▸ What you should do
Copy out every line exactly as given.

▸ Records
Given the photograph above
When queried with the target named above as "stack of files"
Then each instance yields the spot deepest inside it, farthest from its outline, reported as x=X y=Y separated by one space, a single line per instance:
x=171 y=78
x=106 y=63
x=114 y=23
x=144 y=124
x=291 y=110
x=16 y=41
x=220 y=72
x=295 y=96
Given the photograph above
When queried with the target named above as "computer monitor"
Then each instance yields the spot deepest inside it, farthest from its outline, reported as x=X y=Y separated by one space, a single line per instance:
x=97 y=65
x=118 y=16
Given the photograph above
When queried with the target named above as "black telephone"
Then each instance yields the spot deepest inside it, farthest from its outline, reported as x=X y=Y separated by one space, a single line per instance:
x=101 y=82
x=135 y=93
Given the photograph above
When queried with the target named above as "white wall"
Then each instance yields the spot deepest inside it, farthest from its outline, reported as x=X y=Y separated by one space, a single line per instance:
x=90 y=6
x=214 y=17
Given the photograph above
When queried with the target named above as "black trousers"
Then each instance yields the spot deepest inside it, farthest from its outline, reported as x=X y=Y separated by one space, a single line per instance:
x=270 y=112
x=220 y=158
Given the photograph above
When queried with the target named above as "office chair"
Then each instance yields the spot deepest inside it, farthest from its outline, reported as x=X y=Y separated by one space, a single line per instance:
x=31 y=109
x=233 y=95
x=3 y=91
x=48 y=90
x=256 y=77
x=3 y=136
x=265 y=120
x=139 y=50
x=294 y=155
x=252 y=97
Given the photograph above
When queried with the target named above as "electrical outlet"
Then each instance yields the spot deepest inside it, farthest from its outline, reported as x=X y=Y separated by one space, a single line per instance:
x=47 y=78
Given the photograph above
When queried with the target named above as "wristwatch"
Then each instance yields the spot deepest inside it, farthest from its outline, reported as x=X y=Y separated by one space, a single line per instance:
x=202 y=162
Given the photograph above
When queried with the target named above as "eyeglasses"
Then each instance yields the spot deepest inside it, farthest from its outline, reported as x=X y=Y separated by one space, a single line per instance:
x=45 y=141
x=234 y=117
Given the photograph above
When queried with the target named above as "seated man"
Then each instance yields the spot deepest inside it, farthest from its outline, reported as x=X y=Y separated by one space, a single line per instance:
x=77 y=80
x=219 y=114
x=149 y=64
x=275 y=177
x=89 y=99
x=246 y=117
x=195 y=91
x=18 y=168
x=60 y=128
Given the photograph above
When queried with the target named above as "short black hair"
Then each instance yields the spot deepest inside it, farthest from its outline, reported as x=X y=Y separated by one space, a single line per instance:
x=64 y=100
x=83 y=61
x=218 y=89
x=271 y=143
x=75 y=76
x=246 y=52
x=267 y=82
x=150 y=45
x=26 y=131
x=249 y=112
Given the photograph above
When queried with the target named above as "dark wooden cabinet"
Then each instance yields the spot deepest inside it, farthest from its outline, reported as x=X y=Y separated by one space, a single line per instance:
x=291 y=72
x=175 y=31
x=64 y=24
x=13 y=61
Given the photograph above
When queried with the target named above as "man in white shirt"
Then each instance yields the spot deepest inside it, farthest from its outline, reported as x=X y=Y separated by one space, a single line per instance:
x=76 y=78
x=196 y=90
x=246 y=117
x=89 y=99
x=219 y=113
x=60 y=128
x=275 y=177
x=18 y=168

▸ Result of the task
Given the photograph above
When queried with the target named above as "stack of files"
Then each instance yields the spot deepest inside it, farthest from its outline, reported as x=X y=Y separated by one space, a single line per instance:
x=171 y=78
x=106 y=63
x=114 y=23
x=144 y=124
x=291 y=110
x=16 y=41
x=220 y=72
x=295 y=96
Given the photograph above
When queried with the target named above as "computer monitor"
Then each instance yields the spot deepest inside it, farthest from its outline, reported as x=X y=Y separated by one space, a single line per instance:
x=97 y=65
x=118 y=16
Given the photograph above
When queried with the target named above as "black telephone"
Then each instance yields the spot deepest inside it, farthest from its outline, reported as x=X y=Y separated by one space, a single line per instance:
x=101 y=82
x=135 y=93
Given the photograph above
When queried with the target named above as "white wall"
Then each instance yields the spot deepest inside it, farthest from its outline, reported as x=X y=Y separated by one space, a single line per instance:
x=90 y=6
x=214 y=17
Given the photograph above
When queried with the target named above as "black trousers"
Then each instance yields the spot deepest inside it, farthest from its outline, reported as x=X y=Y separated by one space, a single line per instance:
x=270 y=112
x=220 y=158
Given the photograph above
When queried with the target named above as "office chair"
Then each instance yields the spot deepest inside it, farthest from its outline, reported as x=X y=Y separated by one space, a single line per instance:
x=31 y=109
x=233 y=95
x=3 y=91
x=48 y=90
x=256 y=77
x=3 y=136
x=265 y=120
x=139 y=50
x=294 y=155
x=252 y=97
Given the photograph above
When queried with the target named above as "electrical outlet"
Then each instance yields the spot deepest inside it, farthest from its outline, reported as x=X y=Y separated by one space, a single line per instance:
x=47 y=78
Given the photograph above
When queried with the target named above as "wristwatch"
Then each instance yields the spot deepest inside it, farthest from its outline, reported as x=X y=Y separated by one space, a single line per instance:
x=202 y=162
Given the photograph above
When queried with the target named above as "eyeglasses"
Then each instance yields the spot deepest inside it, farthest from its outline, reported as x=X y=Y separated by one space, a single line per instance:
x=45 y=141
x=234 y=117
Given the photograph above
When queried with the target named above as "seated man"
Then each instance yields the spot deepest inside it, farthest from its outline, reported as x=X y=Y separated by one space, a single line per instance:
x=77 y=80
x=219 y=114
x=149 y=64
x=275 y=177
x=89 y=99
x=246 y=117
x=195 y=91
x=18 y=168
x=60 y=128
Given the photograph above
When queried with the target named above as "short black hair"
Then each instance yields the spot deepest inside it, farthest from its outline, reported as x=X y=Y separated by one space, a single line per instance:
x=64 y=100
x=83 y=61
x=218 y=89
x=271 y=143
x=75 y=76
x=246 y=52
x=267 y=82
x=150 y=45
x=26 y=131
x=249 y=112
Given the photograph above
When queried with the target named above as "dark wooden cabinet"
Then each instance yields the spot deepest inside it, farthest from its outline, reported as x=X y=Y separated by one space, a single line per instance:
x=291 y=72
x=175 y=31
x=64 y=24
x=13 y=61
Given the photograph above
When queried with the target named above as "man in white shirt"
Then each instance yields the spot deepest inside it, farthest from its outline, reported as x=X y=Y separated by one space, a single line per instance:
x=76 y=78
x=196 y=90
x=246 y=117
x=89 y=99
x=219 y=113
x=60 y=128
x=275 y=177
x=18 y=168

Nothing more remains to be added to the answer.